• **WHAT IS ASKED**: Extract, verbatim, all lines starting at the one containing "the concrete curb" and ending with the final line of the listing, and no others.

• **RECORDS SUPPLIED**:

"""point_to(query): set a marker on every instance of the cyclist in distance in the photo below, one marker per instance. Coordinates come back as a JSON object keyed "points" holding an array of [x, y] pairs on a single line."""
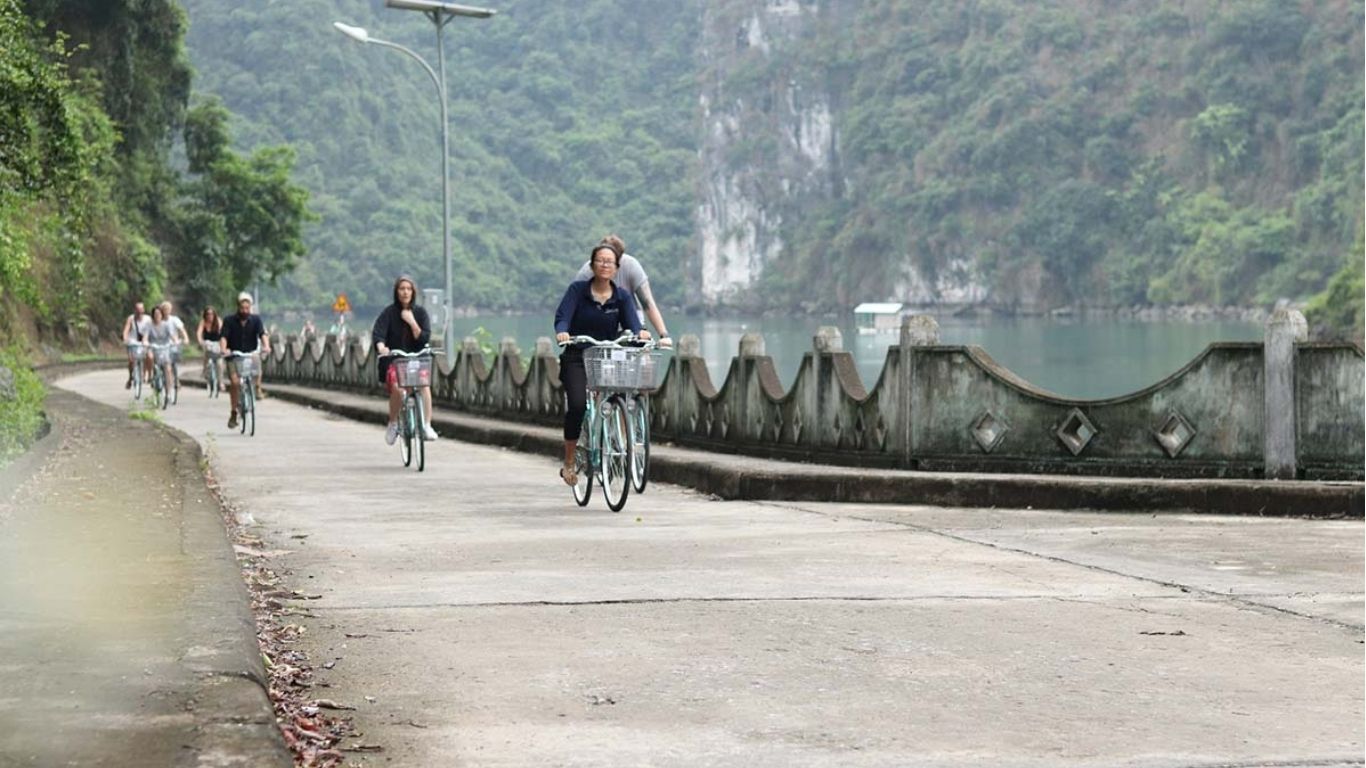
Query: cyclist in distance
{"points": [[594, 308], [633, 278], [179, 336], [209, 332], [160, 331], [243, 332], [135, 331], [402, 325]]}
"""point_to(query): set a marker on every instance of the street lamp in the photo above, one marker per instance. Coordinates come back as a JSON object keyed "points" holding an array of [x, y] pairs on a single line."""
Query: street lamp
{"points": [[440, 15]]}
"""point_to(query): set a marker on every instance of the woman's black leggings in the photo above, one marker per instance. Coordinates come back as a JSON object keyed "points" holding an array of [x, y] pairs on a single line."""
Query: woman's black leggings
{"points": [[575, 381]]}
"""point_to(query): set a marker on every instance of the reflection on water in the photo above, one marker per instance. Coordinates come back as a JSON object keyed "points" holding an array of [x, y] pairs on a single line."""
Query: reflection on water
{"points": [[1078, 358]]}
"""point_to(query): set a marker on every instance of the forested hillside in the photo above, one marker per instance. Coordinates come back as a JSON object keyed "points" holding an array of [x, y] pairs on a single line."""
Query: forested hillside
{"points": [[567, 120], [1027, 155], [1081, 151], [93, 212]]}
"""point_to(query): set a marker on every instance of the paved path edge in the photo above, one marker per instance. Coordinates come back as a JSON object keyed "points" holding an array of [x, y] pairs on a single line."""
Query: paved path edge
{"points": [[750, 478], [234, 716]]}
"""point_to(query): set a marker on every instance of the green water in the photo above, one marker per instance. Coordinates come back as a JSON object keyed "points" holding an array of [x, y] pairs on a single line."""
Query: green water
{"points": [[1078, 358]]}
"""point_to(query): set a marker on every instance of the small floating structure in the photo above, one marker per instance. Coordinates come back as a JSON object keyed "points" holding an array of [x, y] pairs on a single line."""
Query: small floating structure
{"points": [[877, 317]]}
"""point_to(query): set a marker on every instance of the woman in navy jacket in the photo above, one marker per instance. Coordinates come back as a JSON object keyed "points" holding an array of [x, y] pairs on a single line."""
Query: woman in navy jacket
{"points": [[594, 308], [402, 325]]}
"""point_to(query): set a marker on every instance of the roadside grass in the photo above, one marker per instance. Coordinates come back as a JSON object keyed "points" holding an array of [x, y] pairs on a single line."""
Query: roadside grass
{"points": [[21, 409], [145, 412]]}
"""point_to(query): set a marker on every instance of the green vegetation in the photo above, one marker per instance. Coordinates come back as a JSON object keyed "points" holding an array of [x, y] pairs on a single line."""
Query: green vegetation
{"points": [[567, 120], [21, 405], [1123, 153]]}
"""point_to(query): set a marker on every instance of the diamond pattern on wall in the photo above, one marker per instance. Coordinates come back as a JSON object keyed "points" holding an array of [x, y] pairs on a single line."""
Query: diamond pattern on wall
{"points": [[1077, 432], [989, 429], [1175, 433]]}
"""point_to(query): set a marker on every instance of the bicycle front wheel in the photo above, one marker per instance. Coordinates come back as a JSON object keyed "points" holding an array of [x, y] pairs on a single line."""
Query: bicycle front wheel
{"points": [[616, 454], [583, 466], [247, 401], [639, 422], [406, 432]]}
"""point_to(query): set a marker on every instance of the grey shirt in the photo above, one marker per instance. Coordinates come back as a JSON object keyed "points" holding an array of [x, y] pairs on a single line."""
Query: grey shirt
{"points": [[630, 275]]}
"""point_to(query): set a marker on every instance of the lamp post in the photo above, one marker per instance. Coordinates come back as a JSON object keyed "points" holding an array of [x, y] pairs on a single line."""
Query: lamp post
{"points": [[440, 14]]}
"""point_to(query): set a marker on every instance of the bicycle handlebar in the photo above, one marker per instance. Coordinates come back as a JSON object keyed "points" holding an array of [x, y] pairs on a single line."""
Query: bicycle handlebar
{"points": [[633, 342], [424, 351]]}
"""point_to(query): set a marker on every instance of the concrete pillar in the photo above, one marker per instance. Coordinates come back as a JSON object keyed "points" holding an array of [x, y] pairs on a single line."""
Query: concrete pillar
{"points": [[1284, 328], [683, 396], [747, 396], [917, 331]]}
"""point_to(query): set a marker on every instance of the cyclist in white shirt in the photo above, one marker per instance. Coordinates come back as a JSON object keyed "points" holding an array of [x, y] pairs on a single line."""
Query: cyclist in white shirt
{"points": [[135, 331], [631, 276], [179, 336]]}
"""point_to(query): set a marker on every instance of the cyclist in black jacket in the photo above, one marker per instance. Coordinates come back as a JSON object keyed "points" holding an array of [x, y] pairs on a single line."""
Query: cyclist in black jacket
{"points": [[402, 325]]}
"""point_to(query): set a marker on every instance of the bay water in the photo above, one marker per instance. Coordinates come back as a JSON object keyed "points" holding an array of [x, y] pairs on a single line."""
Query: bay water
{"points": [[1077, 358]]}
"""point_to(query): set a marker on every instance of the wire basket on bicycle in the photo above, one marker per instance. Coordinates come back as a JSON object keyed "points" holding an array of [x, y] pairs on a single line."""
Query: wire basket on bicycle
{"points": [[413, 372], [615, 369], [245, 365], [161, 353]]}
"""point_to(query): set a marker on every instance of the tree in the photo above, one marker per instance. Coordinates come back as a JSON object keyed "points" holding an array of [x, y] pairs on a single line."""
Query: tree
{"points": [[241, 219]]}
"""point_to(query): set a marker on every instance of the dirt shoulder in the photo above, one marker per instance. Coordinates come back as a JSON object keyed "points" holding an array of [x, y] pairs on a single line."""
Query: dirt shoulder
{"points": [[124, 625]]}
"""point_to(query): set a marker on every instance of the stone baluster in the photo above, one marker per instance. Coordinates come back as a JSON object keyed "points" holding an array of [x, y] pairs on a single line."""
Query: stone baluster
{"points": [[749, 396], [917, 331], [683, 395], [821, 391], [540, 390], [510, 355], [466, 394], [1284, 330]]}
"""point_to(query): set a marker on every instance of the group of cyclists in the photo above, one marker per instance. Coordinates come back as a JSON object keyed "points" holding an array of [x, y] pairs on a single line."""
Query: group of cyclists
{"points": [[607, 298], [161, 328]]}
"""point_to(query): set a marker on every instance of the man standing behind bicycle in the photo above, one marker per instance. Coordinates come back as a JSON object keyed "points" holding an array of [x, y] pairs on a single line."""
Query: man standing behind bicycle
{"points": [[594, 308], [402, 325], [243, 332], [631, 276]]}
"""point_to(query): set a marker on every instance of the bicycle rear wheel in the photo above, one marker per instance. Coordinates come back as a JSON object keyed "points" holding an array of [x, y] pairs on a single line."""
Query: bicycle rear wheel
{"points": [[639, 422], [616, 454]]}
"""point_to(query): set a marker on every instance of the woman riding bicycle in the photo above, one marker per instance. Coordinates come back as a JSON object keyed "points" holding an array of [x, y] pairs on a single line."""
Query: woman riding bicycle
{"points": [[596, 308], [209, 334], [161, 332], [402, 325]]}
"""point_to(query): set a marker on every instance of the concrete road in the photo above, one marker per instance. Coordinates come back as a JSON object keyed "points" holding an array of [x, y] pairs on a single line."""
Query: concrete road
{"points": [[476, 616]]}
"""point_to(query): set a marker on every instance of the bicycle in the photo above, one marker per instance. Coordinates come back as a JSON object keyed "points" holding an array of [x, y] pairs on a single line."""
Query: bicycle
{"points": [[615, 372], [245, 364], [413, 373], [212, 381], [163, 355], [638, 420], [138, 354]]}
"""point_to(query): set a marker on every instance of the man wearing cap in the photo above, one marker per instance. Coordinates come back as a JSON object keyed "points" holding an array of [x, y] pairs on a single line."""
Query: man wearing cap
{"points": [[243, 332]]}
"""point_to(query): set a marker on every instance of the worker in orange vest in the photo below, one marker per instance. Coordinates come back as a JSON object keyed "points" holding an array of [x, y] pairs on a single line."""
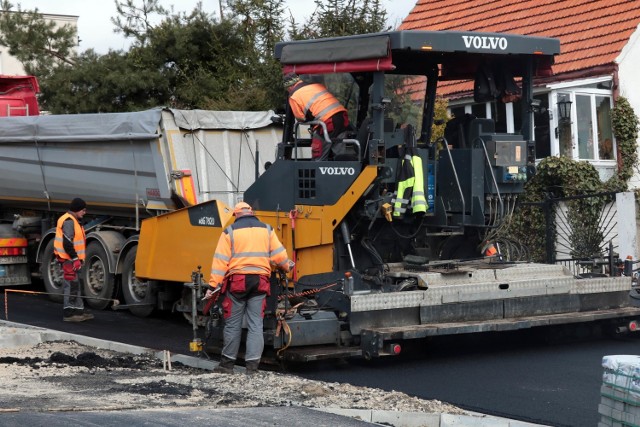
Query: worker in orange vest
{"points": [[242, 266], [69, 247], [313, 101]]}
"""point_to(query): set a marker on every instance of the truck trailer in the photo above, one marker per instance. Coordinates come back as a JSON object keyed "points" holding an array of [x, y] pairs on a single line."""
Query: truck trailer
{"points": [[371, 271], [127, 167]]}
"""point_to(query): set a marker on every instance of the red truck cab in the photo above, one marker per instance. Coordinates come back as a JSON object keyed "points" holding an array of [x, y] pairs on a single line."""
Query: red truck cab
{"points": [[18, 96]]}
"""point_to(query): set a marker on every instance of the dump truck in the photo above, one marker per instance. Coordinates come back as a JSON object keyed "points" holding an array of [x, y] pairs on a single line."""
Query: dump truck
{"points": [[369, 275], [127, 167]]}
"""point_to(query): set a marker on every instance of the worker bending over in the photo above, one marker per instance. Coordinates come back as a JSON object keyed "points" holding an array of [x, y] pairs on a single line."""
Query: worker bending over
{"points": [[313, 101], [242, 266]]}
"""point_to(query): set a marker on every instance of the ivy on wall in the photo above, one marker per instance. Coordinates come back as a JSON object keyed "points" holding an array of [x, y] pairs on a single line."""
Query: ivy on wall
{"points": [[563, 177]]}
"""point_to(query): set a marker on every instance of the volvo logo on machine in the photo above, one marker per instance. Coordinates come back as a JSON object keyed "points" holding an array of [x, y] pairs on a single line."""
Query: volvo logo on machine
{"points": [[325, 170], [485, 42]]}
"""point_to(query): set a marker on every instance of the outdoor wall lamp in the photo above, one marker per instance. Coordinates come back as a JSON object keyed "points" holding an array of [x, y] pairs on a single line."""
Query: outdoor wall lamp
{"points": [[564, 110]]}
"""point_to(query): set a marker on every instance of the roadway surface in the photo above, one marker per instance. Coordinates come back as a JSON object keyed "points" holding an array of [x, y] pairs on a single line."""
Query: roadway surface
{"points": [[523, 376]]}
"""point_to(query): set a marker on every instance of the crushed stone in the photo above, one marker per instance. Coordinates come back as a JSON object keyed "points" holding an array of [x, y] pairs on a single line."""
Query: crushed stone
{"points": [[65, 375]]}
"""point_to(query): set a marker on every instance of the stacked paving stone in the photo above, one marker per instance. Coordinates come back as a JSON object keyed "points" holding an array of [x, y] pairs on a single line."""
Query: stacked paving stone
{"points": [[620, 392]]}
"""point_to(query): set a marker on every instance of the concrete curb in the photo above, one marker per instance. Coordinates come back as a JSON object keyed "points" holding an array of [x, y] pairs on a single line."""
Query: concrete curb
{"points": [[423, 419], [16, 334]]}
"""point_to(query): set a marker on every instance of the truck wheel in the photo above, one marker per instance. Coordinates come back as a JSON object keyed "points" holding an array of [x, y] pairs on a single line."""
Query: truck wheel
{"points": [[98, 283], [51, 274], [144, 294]]}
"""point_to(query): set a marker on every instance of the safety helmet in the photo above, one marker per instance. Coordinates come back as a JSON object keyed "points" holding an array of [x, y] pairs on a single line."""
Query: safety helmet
{"points": [[290, 79], [242, 209]]}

• **EXPECTED ANSWER**:
"""point_to(query): set a marker on every instance of the concrete curb in the photo above, one marker per instance. Coordinates come back as a JSON object keyed "points" holding an array of [x, y] pairs on a single line."""
Query: concrete curb
{"points": [[423, 419], [16, 334]]}
"""point_to(query): set a marker on every instance of the truck wheel in the photo above, one marker per instance. Coordinates come back as a JSON object keyed "points" holding an array of [x, y] pairs on a single line."""
Query: truck wheel
{"points": [[98, 283], [51, 274], [144, 294]]}
"""point_to(query): set a marker on every instance of the safety helmet in the photo above, one marker per instance. Coordinates come back as a JSON object keyed "points" holding an array of [x, y] pairs on a single line."""
Query: safety helmet
{"points": [[290, 79], [242, 209]]}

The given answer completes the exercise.